### WORK REQUIRED:
Print, exactly and completely, the data that appears below.
━━━━━ WORKING DATA
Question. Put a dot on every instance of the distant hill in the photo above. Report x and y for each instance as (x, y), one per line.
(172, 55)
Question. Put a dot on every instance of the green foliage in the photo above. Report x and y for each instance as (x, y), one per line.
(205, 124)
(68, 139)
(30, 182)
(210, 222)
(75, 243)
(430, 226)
━━━━━━━━━━
### SOLUTION TO THE EXERCISE:
Question. Put a dot on every instance of the distant hill in the photo above. Report x and y for each instance as (x, y), one per line.
(172, 55)
Question. Put a dot on every instance of the green foliage in the photo above. Report x and y for each instance as (x, y), one per line.
(205, 124)
(68, 139)
(30, 182)
(210, 222)
(75, 243)
(430, 226)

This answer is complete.